Each entry below is to be printed verbatim.

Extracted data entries
+++
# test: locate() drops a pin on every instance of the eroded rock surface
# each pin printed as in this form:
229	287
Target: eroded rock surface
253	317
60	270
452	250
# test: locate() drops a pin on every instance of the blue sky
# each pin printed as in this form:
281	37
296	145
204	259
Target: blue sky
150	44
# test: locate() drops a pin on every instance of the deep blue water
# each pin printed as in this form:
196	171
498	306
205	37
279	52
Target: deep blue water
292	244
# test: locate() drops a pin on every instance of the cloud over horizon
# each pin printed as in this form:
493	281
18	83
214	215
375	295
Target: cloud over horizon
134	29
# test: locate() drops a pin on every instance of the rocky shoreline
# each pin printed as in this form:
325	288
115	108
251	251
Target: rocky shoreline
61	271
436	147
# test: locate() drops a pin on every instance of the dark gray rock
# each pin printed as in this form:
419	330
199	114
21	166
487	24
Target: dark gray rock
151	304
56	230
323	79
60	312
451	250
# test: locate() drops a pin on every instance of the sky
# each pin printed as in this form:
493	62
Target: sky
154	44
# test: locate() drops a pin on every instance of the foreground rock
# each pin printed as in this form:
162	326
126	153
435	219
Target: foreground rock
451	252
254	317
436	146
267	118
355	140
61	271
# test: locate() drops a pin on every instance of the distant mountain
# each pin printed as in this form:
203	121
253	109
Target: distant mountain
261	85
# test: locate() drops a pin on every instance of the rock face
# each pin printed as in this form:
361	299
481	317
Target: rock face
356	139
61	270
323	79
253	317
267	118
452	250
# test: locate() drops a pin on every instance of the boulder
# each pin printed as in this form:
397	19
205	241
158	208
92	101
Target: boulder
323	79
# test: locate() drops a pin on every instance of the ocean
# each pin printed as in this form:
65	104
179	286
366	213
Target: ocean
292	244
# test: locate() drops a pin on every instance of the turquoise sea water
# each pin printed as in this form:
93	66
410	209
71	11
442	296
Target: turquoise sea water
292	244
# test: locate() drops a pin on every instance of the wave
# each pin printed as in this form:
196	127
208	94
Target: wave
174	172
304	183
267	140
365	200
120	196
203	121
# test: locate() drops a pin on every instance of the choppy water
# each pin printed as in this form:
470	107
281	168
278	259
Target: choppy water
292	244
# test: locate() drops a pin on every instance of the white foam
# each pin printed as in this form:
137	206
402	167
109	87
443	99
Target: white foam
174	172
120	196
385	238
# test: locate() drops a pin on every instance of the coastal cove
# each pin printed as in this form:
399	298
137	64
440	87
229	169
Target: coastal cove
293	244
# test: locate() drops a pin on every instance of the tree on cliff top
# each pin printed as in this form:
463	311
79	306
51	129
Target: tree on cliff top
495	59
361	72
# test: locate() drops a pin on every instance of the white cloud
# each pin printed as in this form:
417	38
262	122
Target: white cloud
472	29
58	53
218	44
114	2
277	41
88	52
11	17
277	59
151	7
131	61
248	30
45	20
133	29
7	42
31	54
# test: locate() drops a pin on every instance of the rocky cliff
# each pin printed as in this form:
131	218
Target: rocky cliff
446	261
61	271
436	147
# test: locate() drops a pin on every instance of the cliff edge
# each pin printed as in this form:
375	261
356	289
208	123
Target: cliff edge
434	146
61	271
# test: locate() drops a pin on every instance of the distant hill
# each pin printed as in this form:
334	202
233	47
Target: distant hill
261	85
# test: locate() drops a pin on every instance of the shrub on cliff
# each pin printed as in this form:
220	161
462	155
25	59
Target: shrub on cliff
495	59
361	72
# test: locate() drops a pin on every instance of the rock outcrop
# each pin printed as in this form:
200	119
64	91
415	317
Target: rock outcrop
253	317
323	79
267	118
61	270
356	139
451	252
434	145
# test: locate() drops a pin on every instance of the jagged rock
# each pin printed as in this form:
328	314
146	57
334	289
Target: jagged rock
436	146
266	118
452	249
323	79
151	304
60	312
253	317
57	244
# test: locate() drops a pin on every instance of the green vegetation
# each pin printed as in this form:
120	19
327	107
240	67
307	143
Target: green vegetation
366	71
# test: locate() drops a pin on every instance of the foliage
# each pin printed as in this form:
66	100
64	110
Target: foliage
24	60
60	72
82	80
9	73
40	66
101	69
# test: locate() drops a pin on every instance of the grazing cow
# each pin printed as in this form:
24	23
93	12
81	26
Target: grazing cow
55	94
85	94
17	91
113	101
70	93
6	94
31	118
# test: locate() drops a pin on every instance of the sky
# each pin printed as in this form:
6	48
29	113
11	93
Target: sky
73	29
+++
◆ **Written solution**
# test: locate() drops a pin on every instance of the eroded rock surface
# each pin printed as in this form:
229	287
Target: eroded rock surface
253	317
60	270
452	250
# test: locate() drops a pin on every instance of the blue sky
# each pin printed as in this form:
281	37
296	145
204	259
Target: blue sky
150	44
# test: locate() drops a pin on every instance of the deep blue water
# each pin printed as in this form:
196	171
498	306
205	37
279	52
Target: deep blue water
292	244
# test: locate() drops a pin on every instance of the cloud over horizon
# each pin printed as in this form:
493	281
18	83
214	215
375	295
Target: cloud over horizon
134	29
# test: locate() drops a pin on every instance of the rocky shoreline
# each pin printed as in this form:
325	288
115	108
251	251
Target: rocky shoreline
61	271
436	147
# test: locate() drops a pin on every instance of the dark gray rock
# each pin printed as in this form:
419	330
199	114
21	166
487	24
Target: dark gray rock
151	304
56	230
323	79
60	312
451	250
# test: locate() drops a pin on every instance of the sky
# each pin printed as in this form:
493	62
Target: sky
154	44
# test: locate() drops a pin on every instance of the foreground rock
# each pin printed as in this form:
162	326
126	153
435	219
Target: foreground rock
451	252
254	317
436	146
267	118
355	140
61	271
# test: locate() drops a pin on every instance of the distant mountain
# each pin printed as in this form:
203	121
253	109
Target: distant mountain
261	85
# test: locate() drops a pin on every instance of the rock face
# each pin printed as in this form:
361	299
481	317
Target: rock face
356	139
61	270
323	79
253	317
267	118
452	250
# test: locate() drops a pin on every instance of the boulder
# each pin printed as in this form:
397	19
205	241
158	208
92	101
Target: boulder
323	79
# test: locate() drops a pin on every instance of the ocean
# each pin printed as in this form:
65	104
179	286
366	213
Target: ocean
292	244
# test: locate() drops a pin on every instance of the turquoise sea water
# each pin printed as in this form:
93	66
410	209
71	11
442	296
Target: turquoise sea water
292	244
# test: locate() drops a pin on every instance of the wave
# each pin printed as in this form:
196	127
208	94
Target: wave
174	172
304	183
267	140
365	200
120	196
203	121
# test: locate() drops a pin on every instance of the choppy water
# each pin printed as in this form:
470	107
281	168
278	259
Target: choppy water
292	244
# test: locate() drops a pin on every instance of the white foam
# each pin printed as in this form:
137	206
402	167
109	87
443	99
Target: white foam
174	172
120	196
385	238
# test: locate() drops a pin on every instance of the coastal cove
# each pin printed as in this form:
399	298
137	64
440	87
229	169
Target: coastal cove
293	244
# test: locate() drops a pin on every instance of the tree on cliff top
# each pin printed as in this form:
463	311
79	306
51	129
Target: tree on cliff top
495	59
361	72
# test: locate() drops a pin on every instance of the white cloud
# each pin printed as in this form:
417	38
262	122
Target: white cloud
472	29
58	53
218	44
114	2
277	41
88	52
11	17
277	59
151	7
131	61
248	30
45	20
133	29
7	42
31	54
# test: locate() drops a pin on every instance of the rocky cliff
# each pin printed as in this form:
131	218
Target: rocky cliff
446	261
61	271
436	147
# test: locate() drops a pin on every instance of the cliff edge
# each pin printed as in this form:
375	261
356	289
208	123
Target: cliff edge
434	146
61	271
# test: locate() drops a pin on every instance of the distant hill
# each pin printed as in this form:
334	202
233	47
Target: distant hill
261	85
# test: locate() drops a pin on every instance of the shrub on cliff
# each pin printed as in this form:
220	161
462	155
25	59
Target: shrub on cliff
495	59
361	72
# test: locate() drops a pin on every instance of the rock outcrop
# each pin printed as in this form:
200	119
64	91
415	317
Target: rock outcrop
253	317
323	79
267	118
61	270
356	139
451	252
434	145
# test: locate() drops a pin on every instance of the jagged rock
# each pin printed as in this form:
328	314
146	57
334	289
Target: jagged rock
436	146
266	118
452	249
323	79
151	304
60	312
253	317
57	244
# test: locate() drops a pin on every instance of the green vegetation
# each pin printed as in this form:
120	19
327	107
240	67
307	143
Target: green vegetation
366	71
# test: locate() drops a pin on every instance of the foliage
# each pin printed as in this form:
66	100
64	110
Target: foliage
24	60
60	72
82	80
9	73
40	66
101	69
# test: locate() drops a pin on every instance of the grazing cow
# each pin printed as in this form:
24	23
93	12
81	26
Target: grazing cow
55	94
85	94
17	91
113	101
70	93
6	94
31	118
# test: locate() drops a pin on every instance of the sky
# each pin printed as in this form:
6	48
29	113
11	93
Target: sky
73	29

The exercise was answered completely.